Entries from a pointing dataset
══════════

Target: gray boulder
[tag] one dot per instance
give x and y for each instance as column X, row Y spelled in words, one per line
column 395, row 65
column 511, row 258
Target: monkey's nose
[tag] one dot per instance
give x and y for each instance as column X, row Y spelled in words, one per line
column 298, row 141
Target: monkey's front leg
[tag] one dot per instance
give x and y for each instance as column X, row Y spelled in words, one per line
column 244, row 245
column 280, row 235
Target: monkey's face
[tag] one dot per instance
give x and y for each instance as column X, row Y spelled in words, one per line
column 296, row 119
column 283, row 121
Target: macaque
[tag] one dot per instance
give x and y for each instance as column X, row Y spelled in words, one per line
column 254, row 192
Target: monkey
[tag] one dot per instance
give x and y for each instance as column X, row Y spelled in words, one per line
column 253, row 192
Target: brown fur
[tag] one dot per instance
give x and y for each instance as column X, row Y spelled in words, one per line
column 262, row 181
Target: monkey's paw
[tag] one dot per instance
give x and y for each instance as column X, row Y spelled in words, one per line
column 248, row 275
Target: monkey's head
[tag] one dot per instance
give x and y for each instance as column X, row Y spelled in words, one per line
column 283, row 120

══════════

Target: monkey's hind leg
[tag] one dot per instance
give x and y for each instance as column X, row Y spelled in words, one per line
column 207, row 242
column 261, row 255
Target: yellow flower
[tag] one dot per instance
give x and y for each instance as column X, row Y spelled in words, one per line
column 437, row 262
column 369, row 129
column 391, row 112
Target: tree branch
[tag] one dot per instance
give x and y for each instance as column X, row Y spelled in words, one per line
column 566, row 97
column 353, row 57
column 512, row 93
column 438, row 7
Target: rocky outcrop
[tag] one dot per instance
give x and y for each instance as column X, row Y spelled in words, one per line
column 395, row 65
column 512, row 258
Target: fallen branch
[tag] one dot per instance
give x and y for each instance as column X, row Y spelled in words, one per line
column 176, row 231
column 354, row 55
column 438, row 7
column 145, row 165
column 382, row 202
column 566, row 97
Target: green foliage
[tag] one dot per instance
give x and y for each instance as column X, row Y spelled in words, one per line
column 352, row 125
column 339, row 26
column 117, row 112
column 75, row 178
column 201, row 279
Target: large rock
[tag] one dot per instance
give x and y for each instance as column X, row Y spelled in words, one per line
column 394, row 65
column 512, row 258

══════════

Retype the section of the material that opens with the line containing "Target: macaque" and closes with the line containing "column 253, row 192", with both of those lines included. Keep every line identical to the original.

EXERCISE ANSWER
Target: macaque
[tag] one dot per instance
give x and y for each instance as column X, row Y spelled in words, one per line
column 254, row 192
Target: monkey
[tag] one dot per instance
give x and y for each instance as column X, row Y spelled in words, one per line
column 253, row 192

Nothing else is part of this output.